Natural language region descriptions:
+--

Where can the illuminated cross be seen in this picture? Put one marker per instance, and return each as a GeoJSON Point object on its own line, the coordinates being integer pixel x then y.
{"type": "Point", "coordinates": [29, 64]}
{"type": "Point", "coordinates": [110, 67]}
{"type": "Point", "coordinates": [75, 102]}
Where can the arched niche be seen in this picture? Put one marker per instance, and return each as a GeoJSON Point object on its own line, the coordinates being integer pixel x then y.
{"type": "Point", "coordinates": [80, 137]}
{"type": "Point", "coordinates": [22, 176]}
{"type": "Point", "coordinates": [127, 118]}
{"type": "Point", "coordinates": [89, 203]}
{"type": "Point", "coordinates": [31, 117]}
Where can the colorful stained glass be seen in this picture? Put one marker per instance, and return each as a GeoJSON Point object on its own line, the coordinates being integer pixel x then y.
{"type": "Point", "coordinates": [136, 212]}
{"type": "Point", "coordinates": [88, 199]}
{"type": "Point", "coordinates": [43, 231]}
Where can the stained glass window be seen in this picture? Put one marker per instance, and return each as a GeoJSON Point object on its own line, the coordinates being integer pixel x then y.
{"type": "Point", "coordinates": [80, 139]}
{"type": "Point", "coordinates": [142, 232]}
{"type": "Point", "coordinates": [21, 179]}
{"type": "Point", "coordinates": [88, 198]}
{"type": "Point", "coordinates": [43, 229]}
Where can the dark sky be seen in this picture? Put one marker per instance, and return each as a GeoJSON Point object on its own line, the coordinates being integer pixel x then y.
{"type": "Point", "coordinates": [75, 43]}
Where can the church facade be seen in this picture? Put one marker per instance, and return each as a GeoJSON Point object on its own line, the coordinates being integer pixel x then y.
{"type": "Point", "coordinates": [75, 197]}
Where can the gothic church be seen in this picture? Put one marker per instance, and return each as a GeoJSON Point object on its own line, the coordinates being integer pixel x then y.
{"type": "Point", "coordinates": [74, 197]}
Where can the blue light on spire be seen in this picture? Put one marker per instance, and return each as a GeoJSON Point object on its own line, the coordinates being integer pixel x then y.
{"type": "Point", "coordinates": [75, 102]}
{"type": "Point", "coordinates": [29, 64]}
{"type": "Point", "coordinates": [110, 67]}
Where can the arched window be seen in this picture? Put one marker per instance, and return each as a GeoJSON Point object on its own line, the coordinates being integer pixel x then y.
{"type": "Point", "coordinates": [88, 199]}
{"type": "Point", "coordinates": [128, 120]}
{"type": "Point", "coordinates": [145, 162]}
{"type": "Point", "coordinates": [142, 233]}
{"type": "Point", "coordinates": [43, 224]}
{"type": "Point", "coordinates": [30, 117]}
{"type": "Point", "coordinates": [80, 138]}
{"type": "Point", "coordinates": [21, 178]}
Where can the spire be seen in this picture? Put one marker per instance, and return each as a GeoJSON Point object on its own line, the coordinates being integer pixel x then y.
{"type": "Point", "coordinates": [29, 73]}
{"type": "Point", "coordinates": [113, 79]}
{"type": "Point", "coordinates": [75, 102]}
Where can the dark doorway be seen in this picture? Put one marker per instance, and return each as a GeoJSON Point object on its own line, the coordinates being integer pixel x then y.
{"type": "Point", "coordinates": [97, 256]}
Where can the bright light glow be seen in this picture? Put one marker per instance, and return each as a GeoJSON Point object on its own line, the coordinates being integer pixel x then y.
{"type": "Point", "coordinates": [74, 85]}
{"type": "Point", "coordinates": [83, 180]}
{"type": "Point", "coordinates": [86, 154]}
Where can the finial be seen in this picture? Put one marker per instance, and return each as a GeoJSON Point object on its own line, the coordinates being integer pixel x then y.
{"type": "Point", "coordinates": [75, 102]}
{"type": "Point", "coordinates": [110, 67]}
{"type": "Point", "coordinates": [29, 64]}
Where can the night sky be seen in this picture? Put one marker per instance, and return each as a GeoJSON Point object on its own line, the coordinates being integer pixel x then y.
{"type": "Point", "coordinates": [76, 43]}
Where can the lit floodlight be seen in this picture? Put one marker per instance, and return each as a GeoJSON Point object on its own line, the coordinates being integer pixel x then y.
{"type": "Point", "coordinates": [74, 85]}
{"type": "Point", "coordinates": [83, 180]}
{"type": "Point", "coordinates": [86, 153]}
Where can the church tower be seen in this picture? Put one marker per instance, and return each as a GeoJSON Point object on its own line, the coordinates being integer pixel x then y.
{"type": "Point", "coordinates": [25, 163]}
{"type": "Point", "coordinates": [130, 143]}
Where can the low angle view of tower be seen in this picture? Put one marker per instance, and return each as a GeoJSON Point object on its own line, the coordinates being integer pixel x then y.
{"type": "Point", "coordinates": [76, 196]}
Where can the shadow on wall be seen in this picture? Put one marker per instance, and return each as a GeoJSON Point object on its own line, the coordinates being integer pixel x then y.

+--

PROBLEM DESCRIPTION: Would you retype all of the data exactly as shown?

COMPLETED EXERCISE:
Where can the illuminated cross be seen in this picture? Put one marker per instance, and return each as a GeoJSON Point object on its own line, the coordinates being integer pixel x then y.
{"type": "Point", "coordinates": [29, 64]}
{"type": "Point", "coordinates": [110, 67]}
{"type": "Point", "coordinates": [75, 102]}
Where can the arched niche be seen in this picture? Put one marker per instance, and return each as a GeoJSON Point object on its own line, the coordinates being integer pixel x then y.
{"type": "Point", "coordinates": [80, 137]}
{"type": "Point", "coordinates": [22, 176]}
{"type": "Point", "coordinates": [127, 118]}
{"type": "Point", "coordinates": [89, 203]}
{"type": "Point", "coordinates": [31, 117]}
Where can the colorful stained glass be seen in this picture? Put one marker per instance, and return each as a GeoJSON Point object on its own line, the coordinates being integer pixel x then y.
{"type": "Point", "coordinates": [136, 212]}
{"type": "Point", "coordinates": [88, 199]}
{"type": "Point", "coordinates": [43, 231]}
Where can the stained glass window be seen in this picture? Put one marker per instance, and return each as a GeoJSON Point object on its own line, the coordinates being integer pixel x then y.
{"type": "Point", "coordinates": [80, 139]}
{"type": "Point", "coordinates": [142, 232]}
{"type": "Point", "coordinates": [21, 179]}
{"type": "Point", "coordinates": [88, 198]}
{"type": "Point", "coordinates": [43, 229]}
Where can the dark sky be seen in this picture? Put one marker per instance, and return each as a GeoJSON Point object on its own line, the coordinates being integer pixel x then y.
{"type": "Point", "coordinates": [75, 43]}
Where can the church facade be seen in this picture? Put one marker per instance, and return each as a GeoJSON Point object on its own line, the coordinates being integer pixel x then y.
{"type": "Point", "coordinates": [75, 197]}
Where can the gothic church be seen in this picture? Put one marker per instance, and return each as a GeoJSON Point object on its own line, the coordinates being integer pixel x then y.
{"type": "Point", "coordinates": [74, 197]}
Where can the blue light on spire be seen in this picture? Put one marker per instance, and return each as a GeoJSON Point object on its own line, the coordinates being integer pixel x then y.
{"type": "Point", "coordinates": [75, 102]}
{"type": "Point", "coordinates": [29, 64]}
{"type": "Point", "coordinates": [110, 67]}
Where can the arched window be seen in this picture? Put one marker per instance, and return each as a GeoJSON Point object on its own line, the coordinates being integer pixel x then y.
{"type": "Point", "coordinates": [88, 199]}
{"type": "Point", "coordinates": [128, 120]}
{"type": "Point", "coordinates": [145, 162]}
{"type": "Point", "coordinates": [142, 233]}
{"type": "Point", "coordinates": [43, 224]}
{"type": "Point", "coordinates": [30, 117]}
{"type": "Point", "coordinates": [80, 138]}
{"type": "Point", "coordinates": [21, 178]}
Where can the spire be seen in this picture? Put one marker per instance, and return each as a GeoJSON Point object on its own line, the coordinates being integer pixel x then y.
{"type": "Point", "coordinates": [29, 73]}
{"type": "Point", "coordinates": [113, 79]}
{"type": "Point", "coordinates": [75, 102]}
Where can the dark doorway be seen in this picture? Put one marker per instance, and return each as a GeoJSON Point object on its own line, the coordinates being integer pixel x then y.
{"type": "Point", "coordinates": [97, 256]}
Where can the bright light glow be seen in this picture? Put one marker per instance, and return each as a GeoJSON Point object on its own line, the coordinates being integer pixel x then y.
{"type": "Point", "coordinates": [74, 85]}
{"type": "Point", "coordinates": [83, 180]}
{"type": "Point", "coordinates": [86, 154]}
Where can the finial be seen in this picture? Put one marker per instance, and return each as a GeoJSON Point object on its own line, the coordinates being integer pixel x then y.
{"type": "Point", "coordinates": [75, 102]}
{"type": "Point", "coordinates": [110, 67]}
{"type": "Point", "coordinates": [29, 64]}
Where can the night sky be seen in this picture? Put one marker per instance, and return each as a GeoJSON Point object on its own line, the coordinates being integer pixel x then y.
{"type": "Point", "coordinates": [76, 43]}
Where can the lit floodlight be seen in this picture? Put one marker per instance, and return each as a GeoJSON Point object on its own line, the coordinates being integer pixel x then y.
{"type": "Point", "coordinates": [74, 85]}
{"type": "Point", "coordinates": [83, 180]}
{"type": "Point", "coordinates": [86, 153]}
Where can the church tower be seen in this picture? Put one marker per instance, and return each as a GeoJSON Point object on its own line, the coordinates being integer pixel x then y.
{"type": "Point", "coordinates": [25, 163]}
{"type": "Point", "coordinates": [130, 143]}
Where can the low angle view of tower be seen in this picture? Put one marker per instance, and return each as a GeoJSON Point object on its own line, the coordinates being integer pixel x then y.
{"type": "Point", "coordinates": [76, 196]}
Where can the shadow on wall be seen in this picture? Put one marker per instance, and return each as a GeoJSON Point object on its own line, the coordinates being integer pixel x then y.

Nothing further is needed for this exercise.